Dataset items:

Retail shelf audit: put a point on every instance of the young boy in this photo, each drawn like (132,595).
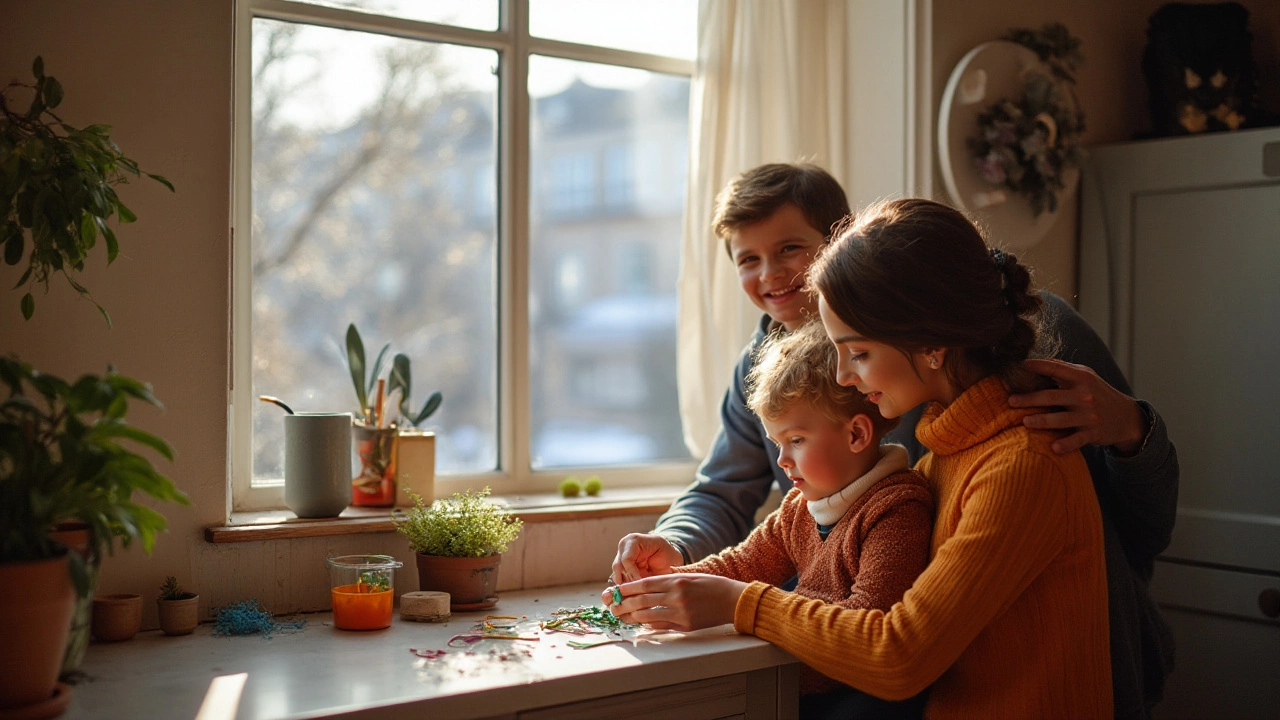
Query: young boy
(856,525)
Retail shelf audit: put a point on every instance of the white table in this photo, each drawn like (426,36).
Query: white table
(323,671)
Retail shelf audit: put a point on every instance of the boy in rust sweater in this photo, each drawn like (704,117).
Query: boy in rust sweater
(856,525)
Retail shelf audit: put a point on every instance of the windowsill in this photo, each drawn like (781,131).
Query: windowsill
(534,507)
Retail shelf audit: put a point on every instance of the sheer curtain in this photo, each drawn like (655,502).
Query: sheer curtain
(775,83)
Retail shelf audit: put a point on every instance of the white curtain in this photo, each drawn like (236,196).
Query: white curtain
(773,85)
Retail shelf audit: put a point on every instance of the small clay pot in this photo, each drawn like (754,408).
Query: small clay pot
(179,616)
(117,616)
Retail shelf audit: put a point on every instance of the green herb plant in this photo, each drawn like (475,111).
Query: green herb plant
(467,524)
(56,188)
(170,589)
(373,580)
(68,454)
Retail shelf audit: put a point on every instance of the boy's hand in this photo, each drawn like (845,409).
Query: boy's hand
(1096,411)
(677,602)
(644,555)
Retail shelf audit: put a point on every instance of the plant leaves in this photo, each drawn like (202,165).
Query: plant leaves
(356,364)
(402,381)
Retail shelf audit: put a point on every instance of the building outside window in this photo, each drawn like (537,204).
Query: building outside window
(428,172)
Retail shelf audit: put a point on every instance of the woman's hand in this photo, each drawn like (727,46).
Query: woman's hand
(1096,411)
(644,555)
(677,602)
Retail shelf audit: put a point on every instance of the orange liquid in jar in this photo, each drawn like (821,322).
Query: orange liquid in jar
(356,610)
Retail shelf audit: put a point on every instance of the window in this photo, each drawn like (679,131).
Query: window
(451,182)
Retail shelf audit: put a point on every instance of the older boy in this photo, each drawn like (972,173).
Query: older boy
(772,218)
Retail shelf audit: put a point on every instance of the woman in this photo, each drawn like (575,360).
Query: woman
(1010,618)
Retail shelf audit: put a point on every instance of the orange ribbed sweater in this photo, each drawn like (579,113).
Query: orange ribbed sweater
(1010,618)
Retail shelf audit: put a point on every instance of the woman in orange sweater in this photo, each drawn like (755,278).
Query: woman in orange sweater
(1010,618)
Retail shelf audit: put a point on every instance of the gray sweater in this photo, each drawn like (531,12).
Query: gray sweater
(1138,497)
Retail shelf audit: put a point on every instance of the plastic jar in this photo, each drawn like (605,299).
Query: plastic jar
(362,591)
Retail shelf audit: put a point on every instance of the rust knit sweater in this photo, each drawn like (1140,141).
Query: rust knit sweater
(1010,618)
(871,556)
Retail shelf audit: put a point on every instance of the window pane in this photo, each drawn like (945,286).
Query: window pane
(659,27)
(373,190)
(479,14)
(608,156)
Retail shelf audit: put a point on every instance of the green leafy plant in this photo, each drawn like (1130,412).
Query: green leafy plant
(56,188)
(402,381)
(364,382)
(170,589)
(467,524)
(571,487)
(63,458)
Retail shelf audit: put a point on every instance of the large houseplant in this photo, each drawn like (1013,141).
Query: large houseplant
(56,188)
(458,543)
(67,454)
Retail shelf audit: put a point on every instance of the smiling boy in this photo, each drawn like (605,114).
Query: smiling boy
(855,528)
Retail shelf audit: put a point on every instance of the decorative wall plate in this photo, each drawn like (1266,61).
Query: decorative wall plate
(987,73)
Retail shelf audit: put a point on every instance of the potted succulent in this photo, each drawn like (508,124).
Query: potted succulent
(58,188)
(415,461)
(384,445)
(63,465)
(458,545)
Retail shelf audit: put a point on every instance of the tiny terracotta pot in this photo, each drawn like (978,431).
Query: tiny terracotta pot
(471,582)
(179,616)
(117,616)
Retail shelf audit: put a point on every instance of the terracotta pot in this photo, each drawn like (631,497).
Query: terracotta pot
(471,582)
(117,616)
(36,604)
(76,536)
(179,616)
(415,466)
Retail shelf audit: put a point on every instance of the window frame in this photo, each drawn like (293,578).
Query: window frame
(513,45)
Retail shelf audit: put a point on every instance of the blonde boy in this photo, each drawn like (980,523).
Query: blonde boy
(855,527)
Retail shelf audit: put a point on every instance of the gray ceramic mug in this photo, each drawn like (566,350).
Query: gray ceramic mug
(318,464)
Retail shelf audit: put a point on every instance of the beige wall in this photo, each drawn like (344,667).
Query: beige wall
(1110,85)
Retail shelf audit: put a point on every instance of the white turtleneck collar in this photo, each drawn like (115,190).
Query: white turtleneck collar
(831,509)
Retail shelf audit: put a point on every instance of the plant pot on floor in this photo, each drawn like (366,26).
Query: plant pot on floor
(117,616)
(76,537)
(179,616)
(471,582)
(36,605)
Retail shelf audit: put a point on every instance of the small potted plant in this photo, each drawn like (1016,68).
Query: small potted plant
(62,465)
(458,543)
(179,609)
(415,458)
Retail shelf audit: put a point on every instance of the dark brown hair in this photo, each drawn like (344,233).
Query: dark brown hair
(917,274)
(757,194)
(800,368)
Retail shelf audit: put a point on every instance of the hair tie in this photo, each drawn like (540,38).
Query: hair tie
(999,256)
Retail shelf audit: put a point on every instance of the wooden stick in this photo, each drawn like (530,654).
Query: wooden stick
(378,404)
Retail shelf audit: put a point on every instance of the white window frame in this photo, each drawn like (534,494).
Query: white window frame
(513,45)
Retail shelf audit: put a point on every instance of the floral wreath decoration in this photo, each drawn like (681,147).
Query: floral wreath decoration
(1027,144)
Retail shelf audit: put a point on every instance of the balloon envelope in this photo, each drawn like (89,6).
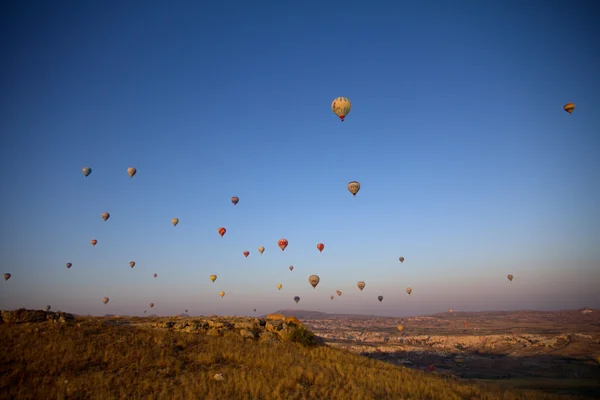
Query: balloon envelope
(353,187)
(282,243)
(341,106)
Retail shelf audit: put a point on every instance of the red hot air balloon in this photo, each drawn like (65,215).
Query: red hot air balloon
(282,244)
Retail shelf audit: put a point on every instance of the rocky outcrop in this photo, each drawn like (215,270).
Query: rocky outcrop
(273,328)
(22,316)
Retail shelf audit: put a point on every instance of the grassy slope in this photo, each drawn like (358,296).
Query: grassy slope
(97,360)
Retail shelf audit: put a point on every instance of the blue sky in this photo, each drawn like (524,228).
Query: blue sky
(469,167)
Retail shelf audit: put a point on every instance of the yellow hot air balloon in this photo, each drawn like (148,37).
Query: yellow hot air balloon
(354,187)
(313,280)
(569,107)
(341,106)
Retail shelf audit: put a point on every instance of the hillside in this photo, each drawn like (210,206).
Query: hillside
(58,356)
(315,315)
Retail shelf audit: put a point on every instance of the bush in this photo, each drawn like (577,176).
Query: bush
(303,336)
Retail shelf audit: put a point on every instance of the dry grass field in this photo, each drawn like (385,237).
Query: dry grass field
(134,358)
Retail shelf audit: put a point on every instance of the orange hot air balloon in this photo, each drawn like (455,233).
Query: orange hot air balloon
(282,244)
(569,107)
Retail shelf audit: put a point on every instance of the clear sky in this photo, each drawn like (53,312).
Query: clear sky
(468,165)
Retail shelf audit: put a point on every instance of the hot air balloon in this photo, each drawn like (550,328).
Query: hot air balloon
(354,187)
(341,106)
(569,107)
(282,244)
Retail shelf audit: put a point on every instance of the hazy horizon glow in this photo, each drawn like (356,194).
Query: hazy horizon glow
(469,167)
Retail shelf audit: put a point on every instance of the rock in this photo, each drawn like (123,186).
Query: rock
(213,332)
(247,334)
(219,377)
(274,326)
(22,315)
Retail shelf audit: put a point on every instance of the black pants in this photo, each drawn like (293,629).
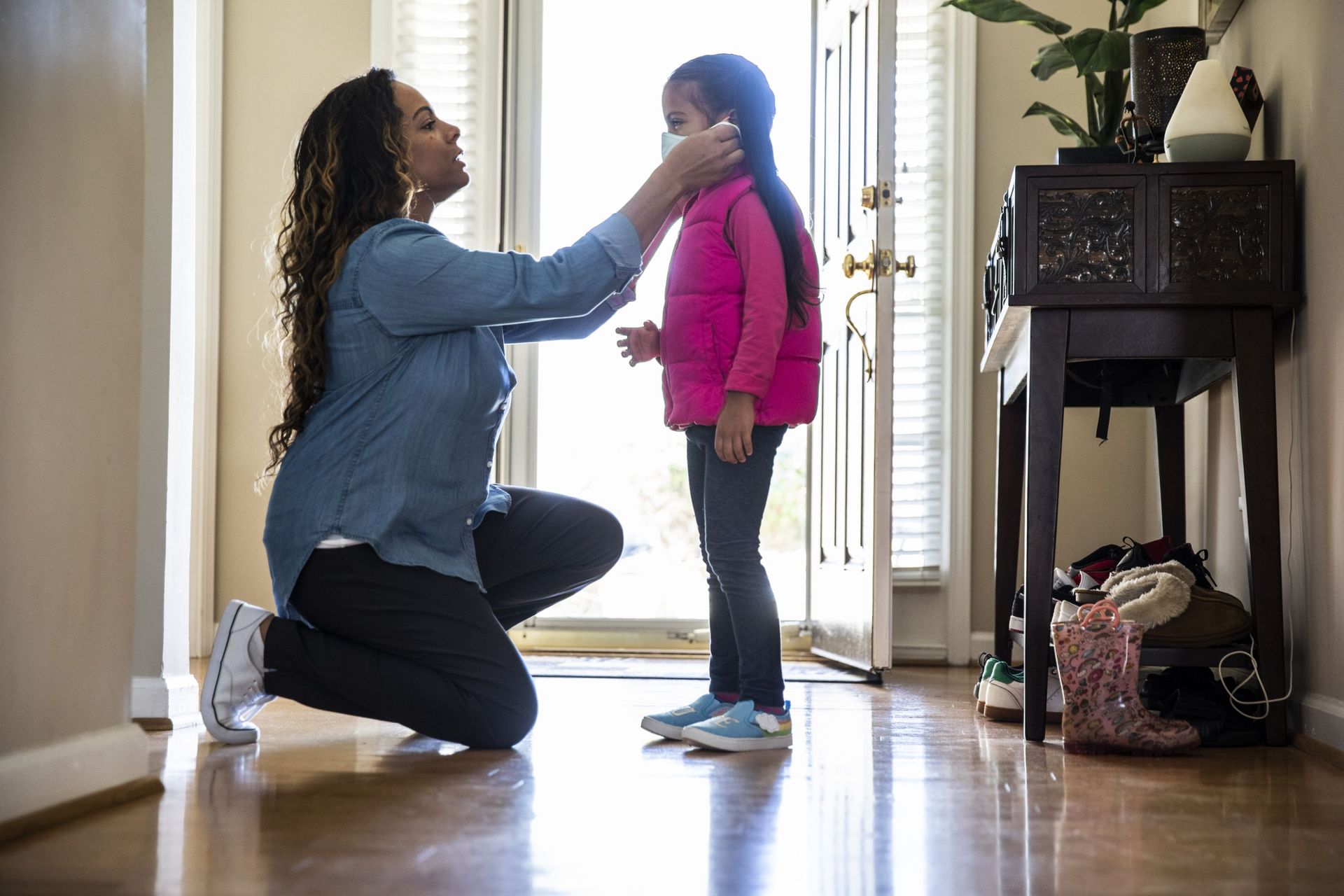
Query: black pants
(430,652)
(729,503)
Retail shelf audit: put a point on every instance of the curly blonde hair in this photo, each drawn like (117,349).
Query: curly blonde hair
(351,171)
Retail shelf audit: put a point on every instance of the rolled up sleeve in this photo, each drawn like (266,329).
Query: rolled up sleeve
(414,281)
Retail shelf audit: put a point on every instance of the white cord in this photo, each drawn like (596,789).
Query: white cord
(1254,675)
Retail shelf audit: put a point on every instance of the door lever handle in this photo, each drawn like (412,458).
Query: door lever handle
(881,264)
(863,344)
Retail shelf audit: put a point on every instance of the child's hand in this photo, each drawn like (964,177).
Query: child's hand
(733,434)
(640,343)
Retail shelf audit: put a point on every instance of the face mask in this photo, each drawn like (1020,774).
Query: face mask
(668,141)
(672,140)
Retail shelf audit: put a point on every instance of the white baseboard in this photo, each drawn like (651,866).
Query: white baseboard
(918,653)
(49,776)
(1322,719)
(175,700)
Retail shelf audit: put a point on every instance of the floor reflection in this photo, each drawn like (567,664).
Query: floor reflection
(888,790)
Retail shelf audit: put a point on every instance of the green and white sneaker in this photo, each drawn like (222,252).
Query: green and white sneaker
(670,724)
(987,665)
(742,729)
(1006,695)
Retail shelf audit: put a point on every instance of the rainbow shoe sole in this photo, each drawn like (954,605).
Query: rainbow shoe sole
(742,729)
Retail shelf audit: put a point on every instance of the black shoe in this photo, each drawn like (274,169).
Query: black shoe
(1104,552)
(1194,562)
(1135,556)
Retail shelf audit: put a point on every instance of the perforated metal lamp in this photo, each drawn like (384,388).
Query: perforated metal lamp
(1160,62)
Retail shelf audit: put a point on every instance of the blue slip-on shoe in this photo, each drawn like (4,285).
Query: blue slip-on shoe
(742,729)
(670,724)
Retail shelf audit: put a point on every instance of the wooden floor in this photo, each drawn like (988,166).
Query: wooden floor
(888,790)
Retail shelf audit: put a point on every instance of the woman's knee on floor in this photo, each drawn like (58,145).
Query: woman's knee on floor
(604,539)
(488,722)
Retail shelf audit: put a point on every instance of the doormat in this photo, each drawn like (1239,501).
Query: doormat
(565,666)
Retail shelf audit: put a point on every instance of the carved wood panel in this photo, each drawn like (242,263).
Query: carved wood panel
(1219,234)
(1085,235)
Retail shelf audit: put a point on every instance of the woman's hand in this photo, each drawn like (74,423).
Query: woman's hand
(640,343)
(705,158)
(733,434)
(702,159)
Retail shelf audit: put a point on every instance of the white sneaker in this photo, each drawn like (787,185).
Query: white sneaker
(1004,701)
(234,691)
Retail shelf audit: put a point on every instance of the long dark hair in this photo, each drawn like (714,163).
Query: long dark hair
(727,83)
(351,171)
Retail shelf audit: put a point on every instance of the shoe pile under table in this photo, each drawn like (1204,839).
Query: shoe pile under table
(1136,286)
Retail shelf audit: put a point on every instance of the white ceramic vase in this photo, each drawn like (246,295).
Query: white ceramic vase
(1209,124)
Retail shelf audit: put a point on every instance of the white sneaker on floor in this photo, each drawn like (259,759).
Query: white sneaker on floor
(1006,699)
(234,692)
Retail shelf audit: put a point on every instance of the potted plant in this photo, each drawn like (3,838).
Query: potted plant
(1098,55)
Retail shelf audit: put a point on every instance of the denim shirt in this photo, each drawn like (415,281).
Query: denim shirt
(398,449)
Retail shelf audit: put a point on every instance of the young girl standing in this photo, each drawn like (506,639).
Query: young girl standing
(741,349)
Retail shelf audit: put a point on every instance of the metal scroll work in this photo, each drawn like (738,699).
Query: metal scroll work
(1219,234)
(1085,235)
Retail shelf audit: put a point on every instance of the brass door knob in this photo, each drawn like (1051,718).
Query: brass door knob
(850,265)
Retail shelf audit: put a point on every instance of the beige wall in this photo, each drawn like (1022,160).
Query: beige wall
(71,149)
(1296,62)
(1105,491)
(280,59)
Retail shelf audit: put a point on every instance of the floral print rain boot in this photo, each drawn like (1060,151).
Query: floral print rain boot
(1098,668)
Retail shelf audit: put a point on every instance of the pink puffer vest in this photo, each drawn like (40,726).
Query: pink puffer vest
(702,324)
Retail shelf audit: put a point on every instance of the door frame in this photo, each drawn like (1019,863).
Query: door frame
(960,346)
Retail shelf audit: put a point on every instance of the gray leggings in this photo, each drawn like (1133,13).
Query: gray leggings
(430,652)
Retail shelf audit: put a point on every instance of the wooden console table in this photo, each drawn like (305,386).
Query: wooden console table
(1136,286)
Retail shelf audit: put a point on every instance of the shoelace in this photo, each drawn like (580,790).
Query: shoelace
(1199,566)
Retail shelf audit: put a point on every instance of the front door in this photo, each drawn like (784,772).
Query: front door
(851,440)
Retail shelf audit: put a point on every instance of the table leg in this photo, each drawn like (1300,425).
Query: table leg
(1171,470)
(1044,434)
(1011,456)
(1257,441)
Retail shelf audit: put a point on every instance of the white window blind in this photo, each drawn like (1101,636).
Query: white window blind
(917,507)
(451,51)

*Written exercise*:
Locate the line that contains "drawn like (580,790).". Repeat it and every line after it, up to and including the final line, exactly.

*Answer to the problem*:
Retail shelf audit: put a point on every instance of the shoelace in this photo, each drawn like (580,790).
Query: shoelace
(1199,566)
Retail shelf audit: put a point on every instance of the front door in this photo, each drawn like (784,772).
Query: front door
(851,440)
Retail shelf audit: put a point on every instance of the table leg in this photo, each drawn like (1300,425).
Query: table leg
(1171,470)
(1044,434)
(1011,456)
(1257,441)
Retail shelf audit: put a point on every instance of the white window blind in this photo, each drawn like (1101,636).
Query: white window blind
(917,507)
(451,51)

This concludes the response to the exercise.